_Objetivos:_
1. Responde estas preguntas sobre el texto del disco de la sirena:
(a) ¿En qué tienda se compró por fin el disco?
(b) ¿Dónde se vio colgado el disco infinidad de veces?
(c) ¿Qué tintes dominaban en la tapa del disco?
2. Sigue escribiendo el texto del disco de la sirena a partir de su última oración.

==== Fragmento del documento ====

Pasaron varios años desde la primera vez que vi la tapa de aquel disco en el que dominaban tintes azules de pinceladas gruesas para delinear la silueta de una sirena. Pasaron varios años hasta que tuve unos mangos disponibles para comprarlo en La Subalterne, en Montréal. Recuerdo haberlo visto infinidad de veces colgado en la pared de una de las disquerías del subsuelo de la galería Bond Street. Recuerdo haberme interesado tanto por el nombre del grupo como para preservar la imagen de esta portada grabada en mi retina. Recuerdo no haber logrado encontrar excusas válidas para pedir escucharlo. Recuerdo haber intentado comprender sin éxito las dos o tres palabras que el disquero anotaba en una microscópica etiquetita con la que intentaba seducir a su clientela. Recuerdo que mencionaba algo sobre Nick Cave, lo que seguramente debería haber garantizado algo. Recuerdo mis ilusiones sobre Australia. Creo que aún las conservo.

==== Extracto de origen ====

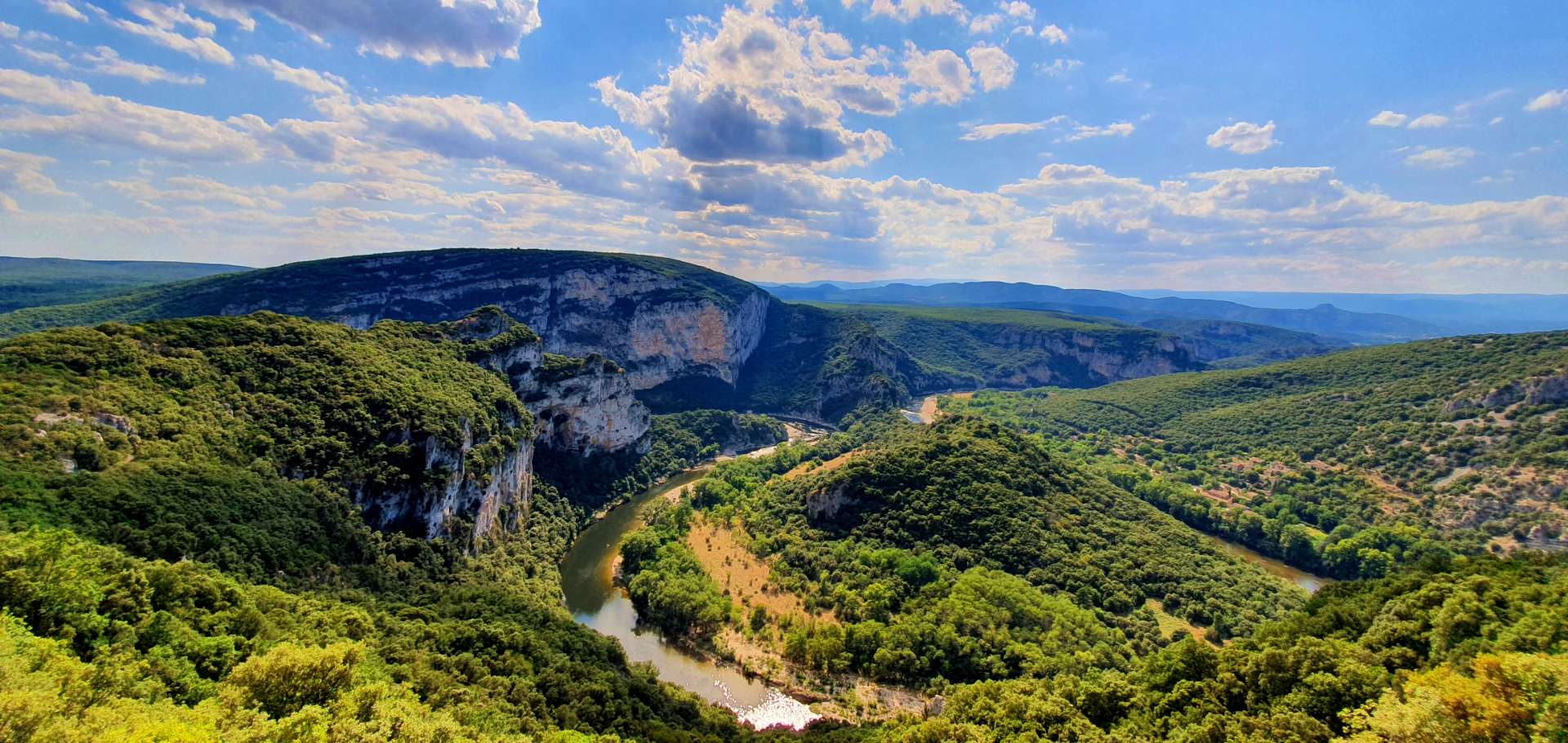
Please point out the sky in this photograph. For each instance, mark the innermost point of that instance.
(1392, 146)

====

_Respuestas del ejercicio:_
1.
(a) En La Subalterne, en Montréal.
(b) En la pared de una de las disquerías del subsuelo de la galería Bond Street.
(c) Tintes azules.

2.
Pasaron varios años desde la primera vez que vi la tapa de aquel disco en la que dominaba una ilustración central que se asemejaba a un rostro humano visto de perfil al que parecían haberle arrancado la piel para dejar a la vista solo músculos y tendones faciales sobre un fondo negro pleno. Pasaron varios años hasta que Francis de Atom Heart, gran disquería alternativa de Montréal, me aseguró que podría conseguirme un ejemplar. Recuerdo haberlo visto infinidad de veces en los escasos sitios de internet que ofrecían cierta información sobre su existencia mientras estaba al pedo en el diario PubliMetro. Recuerdo haber anotado con éxito el título de este álbum que me cautivó desde el momento en el que lo descubrí. Recuerdo no haber logrado escuchar ni una sola nota para justificar mi interés. Recuerdo que su veracidad rondaba el campo de lo hipotético y que su tangibilidad fue cuestionada. Recuerdo que se mencionaba algo sobre Rowland S Howard, lo que para mí resultaba una garantía. Recuerdo mis pasiones sobre Australia. Creo que aún las conservo.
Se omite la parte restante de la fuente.